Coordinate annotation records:
— begin —

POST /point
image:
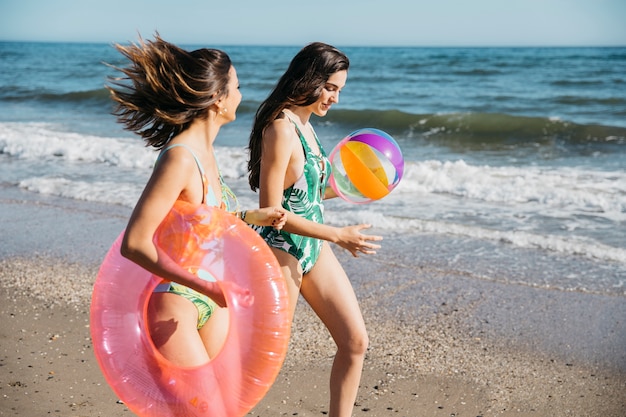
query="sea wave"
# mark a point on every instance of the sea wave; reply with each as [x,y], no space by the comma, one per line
[479,127]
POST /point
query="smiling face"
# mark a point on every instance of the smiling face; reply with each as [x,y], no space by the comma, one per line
[330,93]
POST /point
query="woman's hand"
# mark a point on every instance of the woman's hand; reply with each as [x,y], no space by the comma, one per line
[242,296]
[216,291]
[351,238]
[267,216]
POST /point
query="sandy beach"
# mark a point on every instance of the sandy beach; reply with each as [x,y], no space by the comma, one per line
[468,347]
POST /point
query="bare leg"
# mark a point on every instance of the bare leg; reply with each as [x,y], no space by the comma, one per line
[172,321]
[329,292]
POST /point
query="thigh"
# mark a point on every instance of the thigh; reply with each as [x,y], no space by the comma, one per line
[172,322]
[215,330]
[292,272]
[329,292]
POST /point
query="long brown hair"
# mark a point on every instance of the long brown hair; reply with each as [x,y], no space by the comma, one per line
[166,87]
[300,85]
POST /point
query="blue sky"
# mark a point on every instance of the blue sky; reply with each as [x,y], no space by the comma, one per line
[344,23]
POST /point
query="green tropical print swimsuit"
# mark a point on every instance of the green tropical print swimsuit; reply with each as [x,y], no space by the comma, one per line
[304,198]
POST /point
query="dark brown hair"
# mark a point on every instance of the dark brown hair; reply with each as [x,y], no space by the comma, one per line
[166,87]
[300,85]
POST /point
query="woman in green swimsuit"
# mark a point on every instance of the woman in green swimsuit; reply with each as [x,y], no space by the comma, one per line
[177,101]
[289,168]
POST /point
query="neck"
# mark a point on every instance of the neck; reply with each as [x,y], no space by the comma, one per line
[299,114]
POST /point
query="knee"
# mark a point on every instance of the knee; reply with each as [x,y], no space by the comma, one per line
[355,344]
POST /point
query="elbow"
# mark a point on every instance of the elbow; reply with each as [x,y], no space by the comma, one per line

— end —

» TASK GOAL:
Pick out each line of the material above that contains the word "thigh".

» COMPLETE RESPONSE:
query="thigh"
# mark a point on every instance of the thigh; reply with each as [x,y], no space by the comma, one per line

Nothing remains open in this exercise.